SOURCE EXTRACT →
========================================================================
Cut down on deli meats
Lunch meats make food preparation easy as they come cured and pre-cooked but they are stripped of nutrients and loaded with saturated fat. Sausages, ham, bacon and other cold-cut meats may also be made from offal and other cholesterol-dense parts of the animal all of which leads to increased LDL in your bloodstream.
Eat more unsaturated fats
Unsaturated fats are also known as fats with double bonds meaning they have shorter bonds with bends and can therefore be broken down easily. An eight-week study published in 2016 concluded that eating more unsaturated fats reduces your cholesterol as well as your LDL by up to 11 percent. The healthiest sources of unsaturated fats are avocados, olives, nuts and other plant-based sources of oil.
Eat seeds and whole grain foods
Another source of monosaturated and polyunsaturated fats is seed diets including flax, chia, sunflower, hemp, sesame and pumpkin seeds. The unsaturated fats in the seeds also help reduce the saturated fat in your body which reduces cholesterol. Seeds also make a good source of fibre as do whole grains. Fibre slows and also prevents the absorption of cholesterol into your bloodstream which is vital in reducing LDL.
Eat Herbs and spices in food
Garlic, ginger, turmeric and other spices are nutritional powerhouses with lots of benefits one being their ability to reduce the absorption of cholesterol into your bloodstream. Studies support that the regular consumption of ginger, garlic and turmeric significantly reduces LDL within just weeks of use. Antioxidants found in sage, bay leaf, oregano, mint and other herbs help prevent LDL from oxidizing in the bloodstream which prevents the growth of plaque in blood vessels.
Increase consumption of vegetables and fruits
Embracing a Mediterranean-style eating habit will save you lots of health problems including cholesterol. Vegetables and fruits have antioxidants which prevent the oxidation of LDL which is the main cause of plaque in blood vessels. They are also rich in soluble fibre which also prevents the absorption of cholesterol into the bloodstream. Research published in 2004 concluded that having four servings of fruits and vegetables per day will reduce cholesterol levels by up to 6% which also translates into lower LDL.
========================================================================
RECORDED INFORMATION →

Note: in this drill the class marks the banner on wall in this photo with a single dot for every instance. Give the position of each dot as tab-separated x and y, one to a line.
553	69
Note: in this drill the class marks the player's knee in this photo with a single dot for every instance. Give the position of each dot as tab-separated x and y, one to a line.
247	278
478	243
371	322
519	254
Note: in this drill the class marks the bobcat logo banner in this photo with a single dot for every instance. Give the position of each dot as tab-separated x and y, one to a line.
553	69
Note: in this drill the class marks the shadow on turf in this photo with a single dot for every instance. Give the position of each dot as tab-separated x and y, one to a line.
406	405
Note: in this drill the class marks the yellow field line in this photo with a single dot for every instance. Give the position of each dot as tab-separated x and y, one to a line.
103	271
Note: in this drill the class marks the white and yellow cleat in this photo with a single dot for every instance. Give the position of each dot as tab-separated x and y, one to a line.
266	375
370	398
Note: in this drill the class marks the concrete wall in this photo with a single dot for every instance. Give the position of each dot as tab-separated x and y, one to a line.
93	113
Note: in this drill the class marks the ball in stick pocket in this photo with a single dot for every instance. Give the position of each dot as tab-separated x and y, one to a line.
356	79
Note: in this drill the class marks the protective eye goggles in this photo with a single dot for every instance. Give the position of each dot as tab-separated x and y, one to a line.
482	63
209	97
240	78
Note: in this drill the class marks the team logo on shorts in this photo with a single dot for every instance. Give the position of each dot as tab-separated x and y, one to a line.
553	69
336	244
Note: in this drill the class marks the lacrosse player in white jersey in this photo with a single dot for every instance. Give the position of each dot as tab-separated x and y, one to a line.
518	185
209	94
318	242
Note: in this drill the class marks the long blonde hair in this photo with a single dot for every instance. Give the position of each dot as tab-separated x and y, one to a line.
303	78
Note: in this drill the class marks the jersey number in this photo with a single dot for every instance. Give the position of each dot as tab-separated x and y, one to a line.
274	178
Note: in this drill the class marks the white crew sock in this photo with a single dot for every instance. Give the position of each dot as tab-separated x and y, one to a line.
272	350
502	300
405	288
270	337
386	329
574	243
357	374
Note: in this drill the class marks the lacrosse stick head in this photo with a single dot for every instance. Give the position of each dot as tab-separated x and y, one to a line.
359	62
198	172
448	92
========================================================================
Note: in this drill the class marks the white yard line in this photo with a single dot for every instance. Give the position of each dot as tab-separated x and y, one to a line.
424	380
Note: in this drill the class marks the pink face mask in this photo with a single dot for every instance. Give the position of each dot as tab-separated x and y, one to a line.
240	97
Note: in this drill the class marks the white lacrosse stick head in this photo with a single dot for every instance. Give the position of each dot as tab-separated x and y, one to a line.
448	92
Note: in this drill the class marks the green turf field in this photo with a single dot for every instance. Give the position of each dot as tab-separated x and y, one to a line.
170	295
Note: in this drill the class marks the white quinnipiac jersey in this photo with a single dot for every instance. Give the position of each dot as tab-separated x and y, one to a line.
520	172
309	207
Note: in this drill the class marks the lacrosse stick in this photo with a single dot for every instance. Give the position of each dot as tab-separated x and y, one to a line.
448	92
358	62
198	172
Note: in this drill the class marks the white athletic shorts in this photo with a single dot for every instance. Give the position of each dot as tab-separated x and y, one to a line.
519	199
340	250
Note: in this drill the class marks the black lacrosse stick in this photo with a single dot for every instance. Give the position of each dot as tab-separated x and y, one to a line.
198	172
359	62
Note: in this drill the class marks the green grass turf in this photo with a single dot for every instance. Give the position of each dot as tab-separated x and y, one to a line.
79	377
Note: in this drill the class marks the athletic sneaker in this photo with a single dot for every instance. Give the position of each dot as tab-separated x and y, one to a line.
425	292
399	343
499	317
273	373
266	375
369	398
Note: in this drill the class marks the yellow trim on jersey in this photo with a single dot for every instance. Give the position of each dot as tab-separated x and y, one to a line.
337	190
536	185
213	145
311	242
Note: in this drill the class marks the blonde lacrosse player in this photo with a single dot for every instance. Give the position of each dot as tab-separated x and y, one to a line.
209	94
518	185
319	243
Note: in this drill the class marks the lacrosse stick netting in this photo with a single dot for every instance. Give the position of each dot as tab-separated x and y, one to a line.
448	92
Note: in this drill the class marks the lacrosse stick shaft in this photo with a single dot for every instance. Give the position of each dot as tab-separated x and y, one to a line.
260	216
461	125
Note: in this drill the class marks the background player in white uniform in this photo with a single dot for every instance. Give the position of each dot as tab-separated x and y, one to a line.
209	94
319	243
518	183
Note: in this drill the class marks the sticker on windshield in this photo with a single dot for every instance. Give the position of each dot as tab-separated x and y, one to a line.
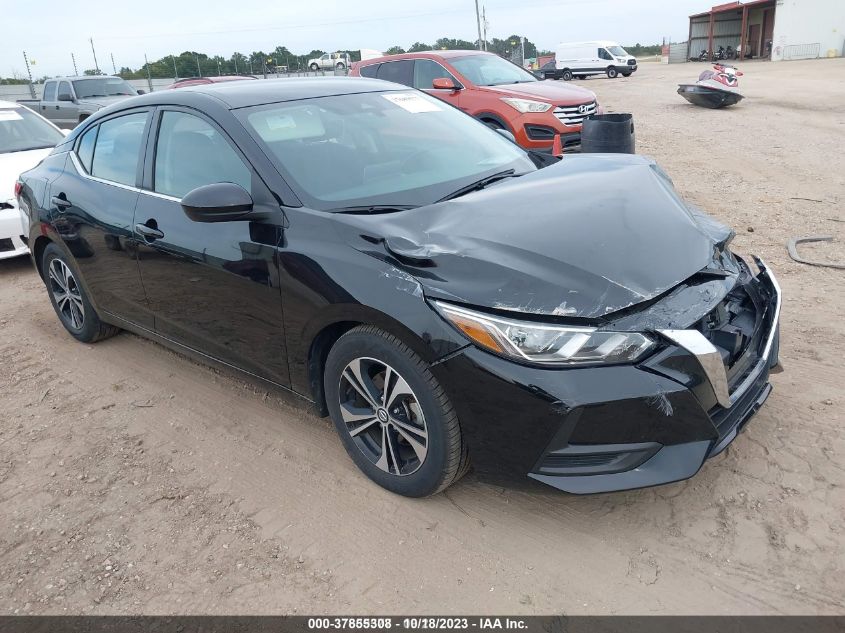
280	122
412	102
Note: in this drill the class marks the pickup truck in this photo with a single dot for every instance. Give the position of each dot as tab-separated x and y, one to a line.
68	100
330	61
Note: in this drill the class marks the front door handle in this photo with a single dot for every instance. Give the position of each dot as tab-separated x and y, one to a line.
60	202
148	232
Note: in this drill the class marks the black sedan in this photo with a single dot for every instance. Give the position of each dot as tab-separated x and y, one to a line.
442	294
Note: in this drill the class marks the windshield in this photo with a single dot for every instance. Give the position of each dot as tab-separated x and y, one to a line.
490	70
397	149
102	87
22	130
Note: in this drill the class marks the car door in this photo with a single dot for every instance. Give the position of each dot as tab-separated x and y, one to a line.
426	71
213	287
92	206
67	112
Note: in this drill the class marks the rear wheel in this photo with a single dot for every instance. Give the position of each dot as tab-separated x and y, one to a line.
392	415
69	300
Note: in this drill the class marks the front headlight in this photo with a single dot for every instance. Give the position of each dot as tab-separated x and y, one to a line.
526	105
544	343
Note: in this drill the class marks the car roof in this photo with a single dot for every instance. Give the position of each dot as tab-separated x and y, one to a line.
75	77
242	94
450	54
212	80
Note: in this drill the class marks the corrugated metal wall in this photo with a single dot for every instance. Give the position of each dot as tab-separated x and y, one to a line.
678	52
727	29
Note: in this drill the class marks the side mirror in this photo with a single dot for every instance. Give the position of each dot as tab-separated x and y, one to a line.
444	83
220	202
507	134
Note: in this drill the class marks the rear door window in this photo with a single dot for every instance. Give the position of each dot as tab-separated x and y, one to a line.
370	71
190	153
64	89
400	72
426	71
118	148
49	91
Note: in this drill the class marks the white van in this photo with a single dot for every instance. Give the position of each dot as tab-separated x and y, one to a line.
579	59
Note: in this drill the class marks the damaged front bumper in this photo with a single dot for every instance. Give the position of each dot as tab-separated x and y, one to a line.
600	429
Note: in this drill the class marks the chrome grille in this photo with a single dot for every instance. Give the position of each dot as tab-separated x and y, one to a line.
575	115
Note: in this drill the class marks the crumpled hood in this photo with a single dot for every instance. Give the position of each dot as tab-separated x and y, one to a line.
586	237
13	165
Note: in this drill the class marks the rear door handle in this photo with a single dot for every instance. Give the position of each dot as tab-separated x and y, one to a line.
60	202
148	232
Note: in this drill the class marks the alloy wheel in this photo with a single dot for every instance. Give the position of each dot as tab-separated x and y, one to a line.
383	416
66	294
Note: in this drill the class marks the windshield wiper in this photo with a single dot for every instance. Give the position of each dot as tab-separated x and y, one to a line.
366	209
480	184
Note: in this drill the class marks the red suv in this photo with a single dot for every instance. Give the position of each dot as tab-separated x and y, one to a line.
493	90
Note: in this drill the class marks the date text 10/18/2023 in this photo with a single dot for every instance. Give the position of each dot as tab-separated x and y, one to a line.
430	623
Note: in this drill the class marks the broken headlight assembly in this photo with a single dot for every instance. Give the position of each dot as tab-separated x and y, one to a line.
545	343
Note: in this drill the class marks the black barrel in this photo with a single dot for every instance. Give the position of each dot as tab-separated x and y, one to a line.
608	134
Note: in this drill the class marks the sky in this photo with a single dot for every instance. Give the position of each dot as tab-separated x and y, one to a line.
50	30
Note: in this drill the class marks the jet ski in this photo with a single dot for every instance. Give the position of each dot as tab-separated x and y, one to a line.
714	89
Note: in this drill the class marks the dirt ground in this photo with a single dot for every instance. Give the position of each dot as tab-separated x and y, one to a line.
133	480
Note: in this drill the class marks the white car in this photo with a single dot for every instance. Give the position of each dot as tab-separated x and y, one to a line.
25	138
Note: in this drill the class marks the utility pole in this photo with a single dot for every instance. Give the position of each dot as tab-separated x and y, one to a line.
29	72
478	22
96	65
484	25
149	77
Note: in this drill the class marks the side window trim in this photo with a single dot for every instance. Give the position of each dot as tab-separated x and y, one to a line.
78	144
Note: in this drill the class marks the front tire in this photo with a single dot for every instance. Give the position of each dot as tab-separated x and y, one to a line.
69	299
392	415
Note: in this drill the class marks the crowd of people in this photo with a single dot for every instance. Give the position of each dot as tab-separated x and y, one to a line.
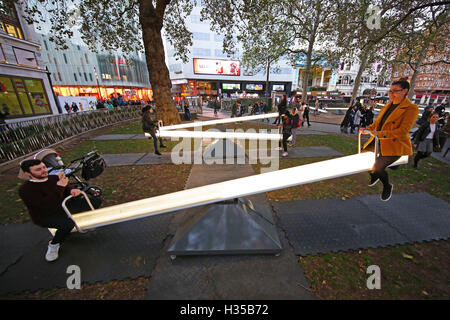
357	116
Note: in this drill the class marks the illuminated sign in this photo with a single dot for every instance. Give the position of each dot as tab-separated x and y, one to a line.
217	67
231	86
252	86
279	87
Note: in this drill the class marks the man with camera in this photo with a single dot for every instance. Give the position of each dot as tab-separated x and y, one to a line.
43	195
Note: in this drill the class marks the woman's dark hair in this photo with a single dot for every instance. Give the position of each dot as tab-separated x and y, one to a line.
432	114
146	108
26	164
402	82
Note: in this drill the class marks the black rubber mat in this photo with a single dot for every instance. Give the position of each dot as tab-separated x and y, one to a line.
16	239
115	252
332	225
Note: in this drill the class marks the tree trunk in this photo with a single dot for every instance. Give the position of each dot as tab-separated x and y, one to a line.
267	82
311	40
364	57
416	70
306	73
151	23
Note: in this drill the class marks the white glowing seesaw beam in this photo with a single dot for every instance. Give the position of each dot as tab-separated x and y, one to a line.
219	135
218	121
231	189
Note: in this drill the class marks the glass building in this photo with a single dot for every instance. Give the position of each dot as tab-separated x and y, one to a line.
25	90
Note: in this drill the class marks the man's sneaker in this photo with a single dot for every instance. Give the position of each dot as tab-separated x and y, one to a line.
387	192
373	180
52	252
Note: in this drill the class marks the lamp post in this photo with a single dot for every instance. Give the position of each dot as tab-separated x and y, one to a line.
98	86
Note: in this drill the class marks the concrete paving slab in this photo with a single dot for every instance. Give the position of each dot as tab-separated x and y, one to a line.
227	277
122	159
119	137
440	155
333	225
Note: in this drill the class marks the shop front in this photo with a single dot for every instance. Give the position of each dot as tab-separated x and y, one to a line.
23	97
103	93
========================================================================
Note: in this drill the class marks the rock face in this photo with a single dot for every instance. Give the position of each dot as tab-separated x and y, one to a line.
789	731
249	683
========================================================================
WHAT THIS EXERCISE ASKS →
A) Translate this sentence from the cholesterol text into Spanish: "Seeds also make a good source of fibre as do whole grains."
B) Carry on the cholesterol text after its last sentence.
Nothing in the lines is needed here.

ANSWERS →
A) Las semillas también son una buena fuente de fibra, al igual que los cereales integrales.

B)
Embrace green tea
Green tea is another hub of antioxidants which have been shown to reduce the worst side effects of bad cholesterol in your body by preventing oxidation of cholesterol. Green tea is made using fresh tea leaves that haven’t been fermented which retains a group of antioxidants known as catechins which have been shown to reduce cholesterol.
Meet your dietary requirements of Oily Fish
Omega 3 fatty acids are vital to the well-being of brain cells and other body cells. These fatty acids are also a group of fatty acids responsible for replacing saturated fats and consequently, LDL from your bloodstream. Seeds as mentioned above are rich in Omega 3 but oily fish such as Mackerel, Salmon, Deep-sea tuna and herring are the best source of these fats.
Cut down your consumption of added sugar
High fructose corn syrup (HFCS) is one of the most common added sugar in processed foods with huge health risks. A 14-year study published in 2014 concluded that getting 10% of your calories per day can increase your risk of dying from heart disease by up to three times. The more added sugar you consume, the more LDL you have and the oxidation of LDL also seems to increase with the consumption of more sugar. You should therefore cut refined sugar from your diet as much as possible to reduce bad cholesterol.